* **Your task**
Say how many of the lines below hold "holding", writing the number and nothing more.

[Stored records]
▬▬▬▬▬▬

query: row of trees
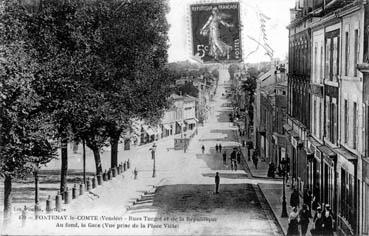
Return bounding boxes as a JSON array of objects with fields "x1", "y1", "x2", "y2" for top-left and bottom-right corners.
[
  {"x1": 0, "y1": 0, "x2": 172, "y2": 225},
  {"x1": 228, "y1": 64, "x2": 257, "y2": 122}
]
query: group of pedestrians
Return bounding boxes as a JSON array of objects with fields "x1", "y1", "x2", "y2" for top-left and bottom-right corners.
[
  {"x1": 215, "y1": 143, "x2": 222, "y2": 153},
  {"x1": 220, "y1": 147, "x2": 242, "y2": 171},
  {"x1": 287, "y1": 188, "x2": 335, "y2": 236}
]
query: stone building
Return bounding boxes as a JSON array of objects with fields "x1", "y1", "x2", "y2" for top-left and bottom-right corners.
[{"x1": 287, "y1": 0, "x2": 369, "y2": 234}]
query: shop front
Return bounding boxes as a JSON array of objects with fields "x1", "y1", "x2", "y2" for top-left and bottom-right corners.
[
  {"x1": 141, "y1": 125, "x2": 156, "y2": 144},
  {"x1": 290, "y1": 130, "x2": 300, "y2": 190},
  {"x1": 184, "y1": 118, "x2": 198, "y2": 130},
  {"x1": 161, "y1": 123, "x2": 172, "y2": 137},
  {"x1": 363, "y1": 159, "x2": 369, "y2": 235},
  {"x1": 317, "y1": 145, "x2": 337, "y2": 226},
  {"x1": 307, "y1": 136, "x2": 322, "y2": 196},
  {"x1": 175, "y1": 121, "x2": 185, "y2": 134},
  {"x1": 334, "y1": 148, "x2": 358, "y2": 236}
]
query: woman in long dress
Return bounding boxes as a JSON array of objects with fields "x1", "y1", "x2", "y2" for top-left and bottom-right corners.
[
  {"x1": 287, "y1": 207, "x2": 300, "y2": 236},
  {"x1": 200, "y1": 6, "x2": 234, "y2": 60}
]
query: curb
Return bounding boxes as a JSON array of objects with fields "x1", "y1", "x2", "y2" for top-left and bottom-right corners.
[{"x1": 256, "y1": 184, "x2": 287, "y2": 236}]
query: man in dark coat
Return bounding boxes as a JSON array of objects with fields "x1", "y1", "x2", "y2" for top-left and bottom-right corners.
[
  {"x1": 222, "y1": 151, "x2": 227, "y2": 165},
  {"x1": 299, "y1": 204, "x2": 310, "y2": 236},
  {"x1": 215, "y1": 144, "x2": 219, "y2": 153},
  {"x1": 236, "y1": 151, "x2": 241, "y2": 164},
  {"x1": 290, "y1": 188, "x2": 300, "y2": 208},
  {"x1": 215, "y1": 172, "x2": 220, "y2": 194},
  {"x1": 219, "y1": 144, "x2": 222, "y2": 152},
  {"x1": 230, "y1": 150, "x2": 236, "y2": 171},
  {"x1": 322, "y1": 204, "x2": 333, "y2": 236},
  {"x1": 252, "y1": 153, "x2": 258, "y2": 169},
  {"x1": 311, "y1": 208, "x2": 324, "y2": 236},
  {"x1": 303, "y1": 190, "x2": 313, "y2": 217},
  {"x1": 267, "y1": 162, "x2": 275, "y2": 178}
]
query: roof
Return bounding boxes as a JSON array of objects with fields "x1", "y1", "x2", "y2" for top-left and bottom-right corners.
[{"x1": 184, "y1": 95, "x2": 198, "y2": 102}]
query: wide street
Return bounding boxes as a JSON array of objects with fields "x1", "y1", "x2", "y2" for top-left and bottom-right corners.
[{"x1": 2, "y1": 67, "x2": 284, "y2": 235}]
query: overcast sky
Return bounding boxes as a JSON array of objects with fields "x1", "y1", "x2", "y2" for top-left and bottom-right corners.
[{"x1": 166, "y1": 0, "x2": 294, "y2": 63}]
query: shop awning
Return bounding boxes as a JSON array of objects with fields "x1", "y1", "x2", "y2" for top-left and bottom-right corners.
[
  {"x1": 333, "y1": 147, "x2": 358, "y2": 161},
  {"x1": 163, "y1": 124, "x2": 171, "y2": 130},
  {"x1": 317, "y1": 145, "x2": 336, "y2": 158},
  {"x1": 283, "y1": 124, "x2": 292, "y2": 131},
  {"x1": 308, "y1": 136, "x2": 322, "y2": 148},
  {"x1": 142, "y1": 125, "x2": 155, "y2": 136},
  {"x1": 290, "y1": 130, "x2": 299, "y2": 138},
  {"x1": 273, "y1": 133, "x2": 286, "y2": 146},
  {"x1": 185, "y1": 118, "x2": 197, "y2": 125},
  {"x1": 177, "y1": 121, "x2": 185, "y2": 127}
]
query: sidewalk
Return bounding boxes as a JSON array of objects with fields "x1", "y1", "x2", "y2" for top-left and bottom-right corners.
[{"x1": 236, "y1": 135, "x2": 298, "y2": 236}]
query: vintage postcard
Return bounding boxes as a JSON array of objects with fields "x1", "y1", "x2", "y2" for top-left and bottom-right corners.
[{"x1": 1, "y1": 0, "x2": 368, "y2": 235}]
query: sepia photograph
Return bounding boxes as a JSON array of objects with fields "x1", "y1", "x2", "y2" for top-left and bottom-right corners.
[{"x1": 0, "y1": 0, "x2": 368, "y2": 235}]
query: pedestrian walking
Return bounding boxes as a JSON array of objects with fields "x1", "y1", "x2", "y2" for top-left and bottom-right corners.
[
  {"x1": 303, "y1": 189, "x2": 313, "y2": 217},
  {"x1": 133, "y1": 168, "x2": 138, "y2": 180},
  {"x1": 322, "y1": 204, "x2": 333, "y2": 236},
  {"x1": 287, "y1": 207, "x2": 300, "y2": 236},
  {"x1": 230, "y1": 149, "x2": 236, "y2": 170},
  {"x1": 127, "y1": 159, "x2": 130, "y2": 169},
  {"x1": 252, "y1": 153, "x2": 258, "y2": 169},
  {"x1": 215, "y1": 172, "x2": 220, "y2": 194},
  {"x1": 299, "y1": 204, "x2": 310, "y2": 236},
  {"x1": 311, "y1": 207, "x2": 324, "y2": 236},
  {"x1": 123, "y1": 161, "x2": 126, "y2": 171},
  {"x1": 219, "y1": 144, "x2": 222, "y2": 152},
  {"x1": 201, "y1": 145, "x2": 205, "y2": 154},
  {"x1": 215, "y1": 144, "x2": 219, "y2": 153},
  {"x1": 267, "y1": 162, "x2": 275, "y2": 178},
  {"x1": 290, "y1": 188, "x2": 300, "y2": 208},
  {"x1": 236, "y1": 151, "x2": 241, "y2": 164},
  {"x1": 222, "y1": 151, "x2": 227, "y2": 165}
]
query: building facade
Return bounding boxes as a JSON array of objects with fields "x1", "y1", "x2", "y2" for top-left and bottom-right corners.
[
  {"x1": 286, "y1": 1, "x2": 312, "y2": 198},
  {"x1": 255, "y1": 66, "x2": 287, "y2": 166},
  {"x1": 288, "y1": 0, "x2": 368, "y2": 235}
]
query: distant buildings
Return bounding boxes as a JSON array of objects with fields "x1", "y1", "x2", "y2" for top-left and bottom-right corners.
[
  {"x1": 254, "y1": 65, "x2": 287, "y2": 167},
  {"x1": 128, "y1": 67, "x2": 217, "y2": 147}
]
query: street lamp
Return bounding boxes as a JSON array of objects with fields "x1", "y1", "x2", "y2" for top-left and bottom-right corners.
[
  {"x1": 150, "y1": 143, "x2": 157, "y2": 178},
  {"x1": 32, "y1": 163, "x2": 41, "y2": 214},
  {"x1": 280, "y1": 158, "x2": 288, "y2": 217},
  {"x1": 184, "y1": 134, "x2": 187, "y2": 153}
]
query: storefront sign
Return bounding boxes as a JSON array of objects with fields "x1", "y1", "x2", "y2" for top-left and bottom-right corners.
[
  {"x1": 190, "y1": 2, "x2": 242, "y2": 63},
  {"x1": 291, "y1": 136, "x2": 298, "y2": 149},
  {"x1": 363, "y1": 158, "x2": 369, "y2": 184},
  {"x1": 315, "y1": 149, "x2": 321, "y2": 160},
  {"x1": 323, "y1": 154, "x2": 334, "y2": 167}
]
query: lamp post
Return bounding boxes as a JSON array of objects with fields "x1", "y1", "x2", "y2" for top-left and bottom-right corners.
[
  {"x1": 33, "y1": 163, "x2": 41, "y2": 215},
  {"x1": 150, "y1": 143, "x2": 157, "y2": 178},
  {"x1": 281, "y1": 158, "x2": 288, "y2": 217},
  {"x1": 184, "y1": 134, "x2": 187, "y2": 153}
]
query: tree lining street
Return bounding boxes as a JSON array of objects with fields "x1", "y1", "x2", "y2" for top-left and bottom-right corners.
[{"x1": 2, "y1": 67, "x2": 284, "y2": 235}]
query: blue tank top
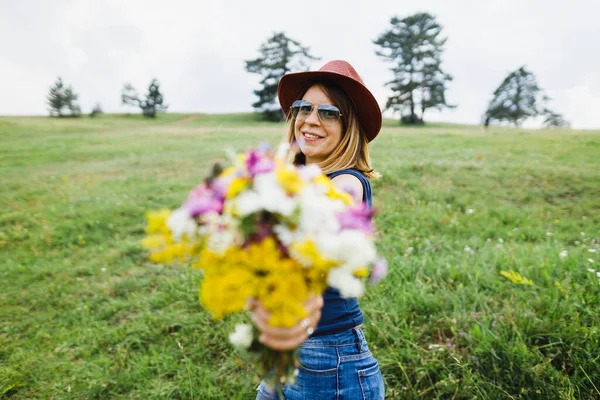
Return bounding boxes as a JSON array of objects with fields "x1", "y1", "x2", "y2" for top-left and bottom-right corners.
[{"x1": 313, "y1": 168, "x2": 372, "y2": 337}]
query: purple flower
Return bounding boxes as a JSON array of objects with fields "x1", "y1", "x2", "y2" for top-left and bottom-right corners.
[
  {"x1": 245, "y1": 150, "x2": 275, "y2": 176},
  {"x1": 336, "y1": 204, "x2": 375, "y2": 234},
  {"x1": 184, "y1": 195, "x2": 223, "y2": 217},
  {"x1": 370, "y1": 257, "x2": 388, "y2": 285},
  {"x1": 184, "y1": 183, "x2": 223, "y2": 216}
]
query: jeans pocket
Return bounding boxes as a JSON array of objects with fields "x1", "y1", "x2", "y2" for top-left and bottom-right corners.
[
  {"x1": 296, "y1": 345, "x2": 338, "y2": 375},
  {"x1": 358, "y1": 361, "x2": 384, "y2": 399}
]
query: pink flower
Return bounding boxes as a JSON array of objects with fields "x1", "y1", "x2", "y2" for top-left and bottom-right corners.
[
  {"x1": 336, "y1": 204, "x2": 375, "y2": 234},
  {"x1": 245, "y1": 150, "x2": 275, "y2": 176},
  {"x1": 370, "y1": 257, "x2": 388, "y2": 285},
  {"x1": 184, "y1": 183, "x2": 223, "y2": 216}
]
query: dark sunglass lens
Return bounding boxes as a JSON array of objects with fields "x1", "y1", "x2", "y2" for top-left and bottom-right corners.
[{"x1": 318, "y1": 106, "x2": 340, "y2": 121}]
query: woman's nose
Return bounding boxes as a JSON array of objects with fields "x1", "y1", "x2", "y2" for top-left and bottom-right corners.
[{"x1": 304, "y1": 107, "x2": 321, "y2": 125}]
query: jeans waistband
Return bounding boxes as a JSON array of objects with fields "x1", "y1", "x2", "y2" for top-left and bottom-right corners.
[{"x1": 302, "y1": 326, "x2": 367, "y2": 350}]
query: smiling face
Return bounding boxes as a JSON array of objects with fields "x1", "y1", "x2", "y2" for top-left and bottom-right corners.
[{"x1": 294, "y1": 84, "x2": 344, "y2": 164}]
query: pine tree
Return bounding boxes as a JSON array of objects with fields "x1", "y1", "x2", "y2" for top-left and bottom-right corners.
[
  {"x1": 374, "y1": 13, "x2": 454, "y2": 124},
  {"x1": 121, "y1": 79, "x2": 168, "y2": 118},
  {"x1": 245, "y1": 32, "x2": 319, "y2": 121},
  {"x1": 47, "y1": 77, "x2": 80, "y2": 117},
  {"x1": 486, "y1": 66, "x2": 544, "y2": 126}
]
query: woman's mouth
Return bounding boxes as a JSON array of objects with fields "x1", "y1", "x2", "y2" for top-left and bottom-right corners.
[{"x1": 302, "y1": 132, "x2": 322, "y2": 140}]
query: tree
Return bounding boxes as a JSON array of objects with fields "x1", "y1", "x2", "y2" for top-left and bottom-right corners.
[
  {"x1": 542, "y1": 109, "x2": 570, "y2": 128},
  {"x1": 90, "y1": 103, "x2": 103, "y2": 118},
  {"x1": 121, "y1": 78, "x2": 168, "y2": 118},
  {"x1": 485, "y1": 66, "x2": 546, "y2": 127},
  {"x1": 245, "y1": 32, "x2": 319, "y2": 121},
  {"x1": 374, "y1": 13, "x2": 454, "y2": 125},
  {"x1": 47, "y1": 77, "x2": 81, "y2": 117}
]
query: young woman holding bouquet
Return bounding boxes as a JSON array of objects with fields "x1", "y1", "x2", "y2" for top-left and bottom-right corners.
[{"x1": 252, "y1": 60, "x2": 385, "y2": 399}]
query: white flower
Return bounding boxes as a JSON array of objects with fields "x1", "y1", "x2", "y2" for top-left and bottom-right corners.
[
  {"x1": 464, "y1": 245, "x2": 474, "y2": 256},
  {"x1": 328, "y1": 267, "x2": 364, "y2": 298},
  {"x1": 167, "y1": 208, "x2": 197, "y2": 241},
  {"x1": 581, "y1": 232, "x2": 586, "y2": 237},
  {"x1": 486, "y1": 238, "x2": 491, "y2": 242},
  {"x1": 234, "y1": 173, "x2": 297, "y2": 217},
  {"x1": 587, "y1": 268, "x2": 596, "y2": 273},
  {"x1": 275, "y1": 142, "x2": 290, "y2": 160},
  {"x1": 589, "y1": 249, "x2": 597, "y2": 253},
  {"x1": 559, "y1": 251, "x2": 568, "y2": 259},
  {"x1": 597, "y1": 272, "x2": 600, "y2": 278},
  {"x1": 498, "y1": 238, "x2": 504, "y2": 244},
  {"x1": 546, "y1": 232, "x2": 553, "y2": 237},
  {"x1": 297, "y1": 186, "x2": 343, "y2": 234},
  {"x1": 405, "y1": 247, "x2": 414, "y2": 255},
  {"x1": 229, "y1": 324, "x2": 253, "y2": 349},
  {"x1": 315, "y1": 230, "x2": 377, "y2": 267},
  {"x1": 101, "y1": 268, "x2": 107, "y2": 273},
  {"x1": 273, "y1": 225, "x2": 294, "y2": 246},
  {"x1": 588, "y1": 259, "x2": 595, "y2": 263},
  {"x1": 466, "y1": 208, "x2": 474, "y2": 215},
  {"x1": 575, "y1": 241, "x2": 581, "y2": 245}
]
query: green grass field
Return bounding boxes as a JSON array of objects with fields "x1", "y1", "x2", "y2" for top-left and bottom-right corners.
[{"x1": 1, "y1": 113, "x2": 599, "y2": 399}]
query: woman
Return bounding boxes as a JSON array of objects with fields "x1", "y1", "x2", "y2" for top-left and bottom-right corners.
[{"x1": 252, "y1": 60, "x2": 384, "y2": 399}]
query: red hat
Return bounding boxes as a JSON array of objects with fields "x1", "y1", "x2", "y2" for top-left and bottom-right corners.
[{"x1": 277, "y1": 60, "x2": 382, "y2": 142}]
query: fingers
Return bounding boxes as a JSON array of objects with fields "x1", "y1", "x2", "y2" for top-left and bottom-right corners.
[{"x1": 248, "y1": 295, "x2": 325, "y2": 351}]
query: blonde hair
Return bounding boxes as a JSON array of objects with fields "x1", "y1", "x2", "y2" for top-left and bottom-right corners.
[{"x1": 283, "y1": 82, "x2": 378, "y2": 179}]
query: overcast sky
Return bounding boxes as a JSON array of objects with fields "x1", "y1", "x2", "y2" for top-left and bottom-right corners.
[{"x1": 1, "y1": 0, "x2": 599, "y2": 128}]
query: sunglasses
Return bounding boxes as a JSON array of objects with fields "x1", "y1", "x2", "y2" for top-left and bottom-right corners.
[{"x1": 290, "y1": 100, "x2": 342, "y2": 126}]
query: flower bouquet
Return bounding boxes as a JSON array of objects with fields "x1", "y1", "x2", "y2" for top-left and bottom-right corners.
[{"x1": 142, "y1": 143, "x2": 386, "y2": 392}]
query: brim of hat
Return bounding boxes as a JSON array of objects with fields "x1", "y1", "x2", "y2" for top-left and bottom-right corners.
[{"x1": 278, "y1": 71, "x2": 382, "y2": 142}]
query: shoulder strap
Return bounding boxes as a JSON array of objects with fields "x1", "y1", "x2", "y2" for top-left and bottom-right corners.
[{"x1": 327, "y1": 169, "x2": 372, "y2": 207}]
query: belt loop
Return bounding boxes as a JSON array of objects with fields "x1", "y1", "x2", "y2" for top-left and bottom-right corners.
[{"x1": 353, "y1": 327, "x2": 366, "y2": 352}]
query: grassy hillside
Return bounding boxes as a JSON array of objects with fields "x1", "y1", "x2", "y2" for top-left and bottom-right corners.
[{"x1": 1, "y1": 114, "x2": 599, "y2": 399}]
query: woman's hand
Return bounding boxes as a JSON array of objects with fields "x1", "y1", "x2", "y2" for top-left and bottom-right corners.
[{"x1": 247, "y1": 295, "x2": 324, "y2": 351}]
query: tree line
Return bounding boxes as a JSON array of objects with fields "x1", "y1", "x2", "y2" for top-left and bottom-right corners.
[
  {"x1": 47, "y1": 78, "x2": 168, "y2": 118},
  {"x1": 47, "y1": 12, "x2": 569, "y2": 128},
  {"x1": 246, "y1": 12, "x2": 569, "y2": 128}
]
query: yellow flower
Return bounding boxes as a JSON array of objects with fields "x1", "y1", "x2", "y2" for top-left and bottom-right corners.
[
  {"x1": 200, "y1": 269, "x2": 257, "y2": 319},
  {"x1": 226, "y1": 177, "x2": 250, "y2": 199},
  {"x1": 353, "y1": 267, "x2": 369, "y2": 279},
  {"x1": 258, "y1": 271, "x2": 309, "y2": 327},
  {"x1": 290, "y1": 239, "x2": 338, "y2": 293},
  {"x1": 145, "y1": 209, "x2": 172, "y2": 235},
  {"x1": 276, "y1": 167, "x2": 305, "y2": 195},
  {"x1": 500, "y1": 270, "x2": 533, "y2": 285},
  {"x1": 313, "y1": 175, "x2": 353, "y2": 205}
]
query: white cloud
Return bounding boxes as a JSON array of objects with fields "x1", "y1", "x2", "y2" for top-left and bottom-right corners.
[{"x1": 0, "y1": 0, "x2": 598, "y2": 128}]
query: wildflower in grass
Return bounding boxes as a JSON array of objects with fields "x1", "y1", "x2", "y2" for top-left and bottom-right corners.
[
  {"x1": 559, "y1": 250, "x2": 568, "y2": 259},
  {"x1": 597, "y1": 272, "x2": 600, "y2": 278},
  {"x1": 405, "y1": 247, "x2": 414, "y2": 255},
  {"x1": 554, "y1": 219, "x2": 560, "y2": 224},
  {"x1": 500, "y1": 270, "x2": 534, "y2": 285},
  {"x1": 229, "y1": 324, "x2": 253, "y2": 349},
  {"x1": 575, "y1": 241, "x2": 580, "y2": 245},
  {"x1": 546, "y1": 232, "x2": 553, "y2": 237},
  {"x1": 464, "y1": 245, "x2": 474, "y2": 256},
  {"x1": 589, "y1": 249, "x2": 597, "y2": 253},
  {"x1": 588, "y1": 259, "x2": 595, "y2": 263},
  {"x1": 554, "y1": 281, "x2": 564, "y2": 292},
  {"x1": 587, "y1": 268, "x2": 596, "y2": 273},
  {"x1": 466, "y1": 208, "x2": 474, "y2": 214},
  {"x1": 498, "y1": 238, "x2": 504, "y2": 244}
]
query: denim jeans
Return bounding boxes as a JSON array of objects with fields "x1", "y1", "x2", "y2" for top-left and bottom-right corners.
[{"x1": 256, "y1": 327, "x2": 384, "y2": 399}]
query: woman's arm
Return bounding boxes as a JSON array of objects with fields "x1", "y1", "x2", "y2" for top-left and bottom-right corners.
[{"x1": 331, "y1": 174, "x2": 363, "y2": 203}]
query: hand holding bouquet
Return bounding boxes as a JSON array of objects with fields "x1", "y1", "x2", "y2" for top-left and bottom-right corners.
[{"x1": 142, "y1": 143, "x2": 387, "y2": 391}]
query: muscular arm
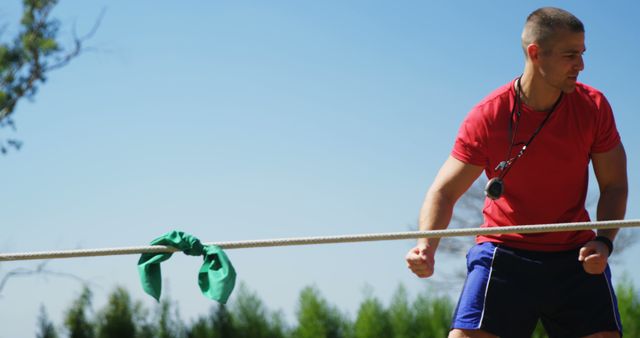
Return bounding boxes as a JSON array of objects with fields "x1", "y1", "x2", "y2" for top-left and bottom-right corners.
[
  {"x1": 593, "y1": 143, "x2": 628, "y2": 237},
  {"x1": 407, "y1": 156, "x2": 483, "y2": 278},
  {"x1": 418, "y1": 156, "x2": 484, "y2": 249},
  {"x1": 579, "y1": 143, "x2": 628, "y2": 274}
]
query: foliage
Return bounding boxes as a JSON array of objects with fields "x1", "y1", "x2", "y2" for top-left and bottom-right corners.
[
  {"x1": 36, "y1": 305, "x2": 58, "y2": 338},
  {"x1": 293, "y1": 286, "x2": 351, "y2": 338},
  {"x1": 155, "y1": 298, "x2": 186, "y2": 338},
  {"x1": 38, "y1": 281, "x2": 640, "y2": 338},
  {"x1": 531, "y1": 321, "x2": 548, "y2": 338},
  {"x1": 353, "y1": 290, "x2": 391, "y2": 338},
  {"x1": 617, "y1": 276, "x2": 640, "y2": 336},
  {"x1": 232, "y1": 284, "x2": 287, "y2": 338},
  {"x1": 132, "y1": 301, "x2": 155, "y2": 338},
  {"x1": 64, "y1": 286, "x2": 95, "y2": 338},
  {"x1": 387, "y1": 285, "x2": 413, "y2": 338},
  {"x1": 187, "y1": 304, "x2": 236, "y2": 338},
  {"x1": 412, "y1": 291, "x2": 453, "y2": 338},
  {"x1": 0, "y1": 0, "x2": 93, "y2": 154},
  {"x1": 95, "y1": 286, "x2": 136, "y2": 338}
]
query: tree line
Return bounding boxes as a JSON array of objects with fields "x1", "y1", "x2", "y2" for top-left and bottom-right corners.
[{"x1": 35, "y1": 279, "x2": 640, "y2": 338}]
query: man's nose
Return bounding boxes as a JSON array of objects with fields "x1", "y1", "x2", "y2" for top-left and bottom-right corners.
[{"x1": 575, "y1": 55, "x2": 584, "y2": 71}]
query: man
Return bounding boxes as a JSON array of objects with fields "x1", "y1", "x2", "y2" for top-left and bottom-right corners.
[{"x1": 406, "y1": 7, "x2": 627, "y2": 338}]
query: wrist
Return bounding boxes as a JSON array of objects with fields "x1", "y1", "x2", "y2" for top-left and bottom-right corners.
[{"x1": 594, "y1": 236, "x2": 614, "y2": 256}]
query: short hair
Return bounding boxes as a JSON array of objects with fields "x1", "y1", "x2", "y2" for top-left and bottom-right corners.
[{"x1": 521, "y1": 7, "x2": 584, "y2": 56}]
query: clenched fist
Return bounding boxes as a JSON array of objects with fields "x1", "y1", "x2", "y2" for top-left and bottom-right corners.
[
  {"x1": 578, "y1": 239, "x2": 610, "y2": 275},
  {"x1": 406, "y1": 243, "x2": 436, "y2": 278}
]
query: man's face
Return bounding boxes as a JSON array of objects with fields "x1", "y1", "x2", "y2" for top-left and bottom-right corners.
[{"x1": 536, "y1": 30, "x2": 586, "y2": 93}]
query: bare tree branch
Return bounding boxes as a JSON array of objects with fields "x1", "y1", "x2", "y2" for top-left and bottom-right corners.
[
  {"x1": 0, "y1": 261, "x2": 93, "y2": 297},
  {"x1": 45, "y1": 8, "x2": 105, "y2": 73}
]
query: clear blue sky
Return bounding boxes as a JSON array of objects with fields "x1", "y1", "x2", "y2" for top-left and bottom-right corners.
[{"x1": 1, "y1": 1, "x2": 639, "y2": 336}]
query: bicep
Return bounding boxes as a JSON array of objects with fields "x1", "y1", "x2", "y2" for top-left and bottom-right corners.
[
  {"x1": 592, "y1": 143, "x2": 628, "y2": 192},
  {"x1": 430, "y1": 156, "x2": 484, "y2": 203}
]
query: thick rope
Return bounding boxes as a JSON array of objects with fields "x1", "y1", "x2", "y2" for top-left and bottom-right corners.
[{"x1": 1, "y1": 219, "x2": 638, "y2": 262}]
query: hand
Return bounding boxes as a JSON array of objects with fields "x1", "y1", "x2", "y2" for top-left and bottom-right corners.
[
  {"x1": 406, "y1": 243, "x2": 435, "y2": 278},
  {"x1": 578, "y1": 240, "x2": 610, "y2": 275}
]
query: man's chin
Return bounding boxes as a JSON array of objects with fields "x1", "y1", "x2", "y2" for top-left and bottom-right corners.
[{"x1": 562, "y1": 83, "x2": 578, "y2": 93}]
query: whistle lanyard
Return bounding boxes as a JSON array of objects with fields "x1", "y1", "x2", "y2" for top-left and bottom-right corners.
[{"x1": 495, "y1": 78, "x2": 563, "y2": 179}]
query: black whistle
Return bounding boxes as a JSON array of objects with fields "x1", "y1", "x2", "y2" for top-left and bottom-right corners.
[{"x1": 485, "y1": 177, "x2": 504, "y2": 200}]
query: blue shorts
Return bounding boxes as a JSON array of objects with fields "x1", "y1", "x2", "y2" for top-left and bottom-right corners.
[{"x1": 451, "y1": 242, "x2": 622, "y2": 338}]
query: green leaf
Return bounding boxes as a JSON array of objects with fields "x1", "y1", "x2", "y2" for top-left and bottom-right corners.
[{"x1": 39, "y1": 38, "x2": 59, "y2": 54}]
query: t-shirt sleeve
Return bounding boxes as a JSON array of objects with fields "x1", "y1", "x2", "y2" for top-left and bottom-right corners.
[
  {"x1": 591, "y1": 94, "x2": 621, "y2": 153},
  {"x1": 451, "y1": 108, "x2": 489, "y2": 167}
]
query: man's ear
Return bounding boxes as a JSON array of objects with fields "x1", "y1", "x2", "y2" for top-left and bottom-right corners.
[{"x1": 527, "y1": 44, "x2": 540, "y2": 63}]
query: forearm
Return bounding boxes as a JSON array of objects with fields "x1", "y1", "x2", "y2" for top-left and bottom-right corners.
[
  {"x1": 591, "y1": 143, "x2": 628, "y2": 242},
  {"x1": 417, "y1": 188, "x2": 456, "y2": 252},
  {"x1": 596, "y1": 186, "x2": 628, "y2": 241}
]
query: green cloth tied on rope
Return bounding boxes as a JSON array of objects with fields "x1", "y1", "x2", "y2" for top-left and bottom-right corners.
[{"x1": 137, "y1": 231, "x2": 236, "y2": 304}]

▬▬▬▬▬▬

* **Answer space**
2